◆ Listed entries:
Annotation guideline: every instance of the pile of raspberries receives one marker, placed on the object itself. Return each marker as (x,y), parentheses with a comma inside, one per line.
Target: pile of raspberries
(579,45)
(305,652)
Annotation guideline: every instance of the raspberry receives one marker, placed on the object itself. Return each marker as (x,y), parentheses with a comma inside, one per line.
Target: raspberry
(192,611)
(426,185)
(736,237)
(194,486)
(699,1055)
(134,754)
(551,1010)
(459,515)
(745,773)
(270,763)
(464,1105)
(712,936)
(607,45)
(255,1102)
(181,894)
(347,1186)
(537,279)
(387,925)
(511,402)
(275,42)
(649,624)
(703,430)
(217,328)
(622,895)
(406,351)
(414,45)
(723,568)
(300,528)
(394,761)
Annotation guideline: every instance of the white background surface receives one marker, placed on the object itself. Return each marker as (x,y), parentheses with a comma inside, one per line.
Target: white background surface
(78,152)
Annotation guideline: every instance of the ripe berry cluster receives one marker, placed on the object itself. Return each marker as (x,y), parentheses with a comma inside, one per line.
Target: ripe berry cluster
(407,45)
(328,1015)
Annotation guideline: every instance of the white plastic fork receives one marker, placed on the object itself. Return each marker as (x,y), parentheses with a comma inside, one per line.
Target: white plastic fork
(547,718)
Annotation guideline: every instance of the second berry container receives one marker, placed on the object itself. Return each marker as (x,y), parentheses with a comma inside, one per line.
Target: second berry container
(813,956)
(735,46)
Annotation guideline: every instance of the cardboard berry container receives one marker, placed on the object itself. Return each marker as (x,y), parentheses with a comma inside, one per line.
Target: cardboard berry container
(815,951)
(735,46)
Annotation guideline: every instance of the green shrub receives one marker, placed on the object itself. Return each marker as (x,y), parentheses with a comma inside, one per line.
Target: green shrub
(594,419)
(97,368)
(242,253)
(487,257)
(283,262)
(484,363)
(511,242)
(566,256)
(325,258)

* * *

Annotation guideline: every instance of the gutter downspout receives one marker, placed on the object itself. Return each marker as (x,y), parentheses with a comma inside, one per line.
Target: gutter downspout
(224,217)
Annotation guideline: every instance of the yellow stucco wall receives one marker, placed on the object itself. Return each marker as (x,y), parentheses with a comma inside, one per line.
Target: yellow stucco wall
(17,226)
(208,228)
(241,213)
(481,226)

* * *

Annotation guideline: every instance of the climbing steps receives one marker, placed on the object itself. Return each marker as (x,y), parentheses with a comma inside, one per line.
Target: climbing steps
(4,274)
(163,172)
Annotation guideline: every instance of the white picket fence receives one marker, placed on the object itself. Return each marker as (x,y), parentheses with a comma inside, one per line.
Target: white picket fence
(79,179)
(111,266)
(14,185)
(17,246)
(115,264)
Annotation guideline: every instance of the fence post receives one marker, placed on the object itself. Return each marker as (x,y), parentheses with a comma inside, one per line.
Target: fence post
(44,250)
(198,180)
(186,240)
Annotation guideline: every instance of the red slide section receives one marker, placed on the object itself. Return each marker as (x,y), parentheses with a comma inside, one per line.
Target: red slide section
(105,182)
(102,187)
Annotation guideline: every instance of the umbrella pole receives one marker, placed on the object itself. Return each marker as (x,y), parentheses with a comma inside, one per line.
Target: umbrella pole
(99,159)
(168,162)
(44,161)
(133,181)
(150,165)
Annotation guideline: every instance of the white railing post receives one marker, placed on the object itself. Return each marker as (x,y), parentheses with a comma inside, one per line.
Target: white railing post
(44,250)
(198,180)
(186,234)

◆ What the task requires: From the line holding "Target: second berry container" to the line holding "Annotation guideline: every instance of the green", inclusive, restate each line above exactly as written.

◆ Solution to this exercise:
Target: second berry container
(813,956)
(735,46)
Annotation guideline: every instance of the cardboard berry container receives one marker, placed on the object itself. Return each marker as (x,y), parentheses with a comma inside, one per line.
Target: cardboard berry container
(815,951)
(735,46)
Annotation guideline: every instance of the green shrub receives one marker, placed on the object itself. Return each marker as (x,y), parentheses with a comma inside, one per line.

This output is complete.